### Things to do
(a) Transcribe the executive summary on Web server performance from "Despite the increasing" up to and including "on the Internet.".
(b) Go on with the executive summary on Web server performance, picking up after its last sentence.

═════ Selected text ═════

A Model of Web Server Performance

Executive Summary

Louis P. Slothouber
lpslot@biap.com
June, 1995

Despite the increasing number of Web servers in use each day, little is definitively known about their performance characteristics. Web server vendors are quite happy to extol the performance virtues of their products, and industry professionals abound with theories on how to serve data faster; but these virtues and theories are generally based upon anecdotal evidence, gut instinct, or narrow empirical evidence that has little general utility. This paper presents a simple, high-level mathematical model which is used to produce general performance results for Web servers on the Internet.

═════ Data section ═════

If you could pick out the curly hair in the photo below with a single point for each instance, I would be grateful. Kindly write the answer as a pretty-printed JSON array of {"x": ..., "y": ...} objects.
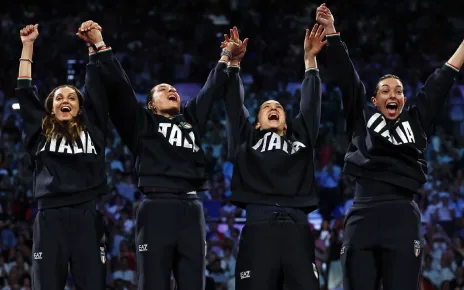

═════

### In response
(a)
Despite the increasing number of Web servers in use each day, little is definitively known about their performance characteristics. Web server vendors are quite happy to extol the performance virtues of their products, and industry professionals abound with theories on how to serve data faster; but these virtues and theories are generally based upon anecdotal evidence, gut instinct, or narrow empirical evidence that has little general utility. This paper presents a simple, high-level mathematical model which is used to produce general performance results for Web servers on the Internet.

(b)
exponential curve

Using this model a theoretical upper bound on the serving capacity of Web servers is demonstrated. As the number of jobs arriving at a Web server increases, the time required to serve a file increases very gradually (almost imperceptibly) up to a point; thereafter, it increases suddenly toward infinity. This upper bound on serving capacity is primarily determined by the network bandwidth of the server and the average size of the files served. As the load on the server nears the boundary, a minor increase in the load can rapidly plunge the server into a situation where it attempts to serve more and more files at slower and slower speeds, so that no files (or very few) are successfully served. The majority of today's UNIX based servers allow a large number of simultaneous connections, and are particularly susceptible to this problem. Ironically, it is the servers on Macintosh and Windows platforms, often criticized for their limited number of simultaneous connections, that avoid such server deadlock.

improvement graph

This paper also investigates the use of multiple servers to improve performance. Obviously, the best solution when network bandwidth is a bottleneck --which it usually is-- is to increase the network bandwidth. Doubling the server speed shows only a very slight improvement. Adding a second identical server has no effect. But, adding a second, slower server actually decreases performance!


Copyright©1995-2001, Louis P. Slothouber. All Rights Reserved.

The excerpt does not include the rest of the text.